= Tasks for this exercise =
1 > Answer these questions using the theater company article:
(a) In what year was the company formed in Yellow Springs?
(b) Whom did Westhoff contact about the two organizations working together?
(c) How long will the summer program last?
2 > Swap "spectator" for "viewer" in the listing, covering everything from its start down through the line containing "pixel 151 618", and write those lines out again with nothing else changed.

The company, which was formed in Yellow Springs in 1978 before moving out of town in the 1980s, returned to the village last year when Managing Director Chris Westhoff, who is also the development coordinator at The Antioch School, moved to town.

Westhoff told the News in an interview this week that, when he was considering the village as a new home for his family and for Mad River Theater Works, he thought about ways the company might also involve young people not as audience members, but as artists and performers themselves —  and YSKP came immediately to mind. He reached out to John Fleming, wondering if there was any way for the two organizations to collaborate. Within a few months, Fleming let him know that the longtime youth theater company would be closing shop.

“[Fleming] said, ‘There will be a gap — and if you want to pursue that, we will support you,’” Westhoff said. “So when I submitted the application to the YS Community Foundation in winter to support a summer residency, it was with a letter of support from [Fleming] and the YSKP.”

Westhoff added that, though Mad River’s summer workshop for youth intends to fill that gap, it won’t necessarily be filled with the same material that YSKP used.

“[Summer youth theater] seems to be something that this community wants and has had and misses right now,” Westhoff said. “But we’re not going to do it the YSKP way — we’re going to do it the Mad River way, which is what we have experience with.”

The “Mad River way,” Westhoff explained, will be something of a “hybrid approach” based on collaborative storytelling. The program will present young artists with identified themes — not a finished script — that they will develop into an “original piece of theater” over the two-week program. Participants will work together, and with program instructors, to grow a story together from the ground up, Westhoff said, learning a “broad range of stuff” along the way: acting, writing, directing, music, stage design, lighting and costume.

Pointing entries for labeled objects

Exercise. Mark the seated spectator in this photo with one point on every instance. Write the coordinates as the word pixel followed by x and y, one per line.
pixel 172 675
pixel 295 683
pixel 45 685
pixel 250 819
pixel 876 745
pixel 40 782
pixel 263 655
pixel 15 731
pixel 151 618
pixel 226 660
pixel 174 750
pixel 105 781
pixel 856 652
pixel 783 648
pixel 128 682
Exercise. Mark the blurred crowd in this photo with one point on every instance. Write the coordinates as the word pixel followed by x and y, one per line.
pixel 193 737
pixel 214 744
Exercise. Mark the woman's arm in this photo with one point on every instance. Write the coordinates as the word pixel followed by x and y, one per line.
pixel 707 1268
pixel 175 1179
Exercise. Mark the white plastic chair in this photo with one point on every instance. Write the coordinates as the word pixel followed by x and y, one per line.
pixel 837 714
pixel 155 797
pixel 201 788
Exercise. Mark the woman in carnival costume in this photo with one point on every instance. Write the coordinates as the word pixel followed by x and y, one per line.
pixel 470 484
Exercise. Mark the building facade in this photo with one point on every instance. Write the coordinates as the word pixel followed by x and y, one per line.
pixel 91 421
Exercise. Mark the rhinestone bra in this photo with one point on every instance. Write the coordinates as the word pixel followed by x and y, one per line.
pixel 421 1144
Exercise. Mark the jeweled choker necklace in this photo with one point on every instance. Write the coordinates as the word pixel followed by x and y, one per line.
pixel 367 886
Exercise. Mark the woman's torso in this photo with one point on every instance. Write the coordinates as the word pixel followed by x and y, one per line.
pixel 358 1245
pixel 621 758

= Task-by-task answers =
1 >
(a) 1978
(b) John Fleming
(c) Two weeks

2 >
Exercise. Mark the seated viewer in this photo with one point on every instance. Write the coordinates as the word pixel followed by x and y, one per line.
pixel 172 675
pixel 295 683
pixel 45 685
pixel 250 819
pixel 876 745
pixel 40 782
pixel 263 655
pixel 15 731
pixel 151 618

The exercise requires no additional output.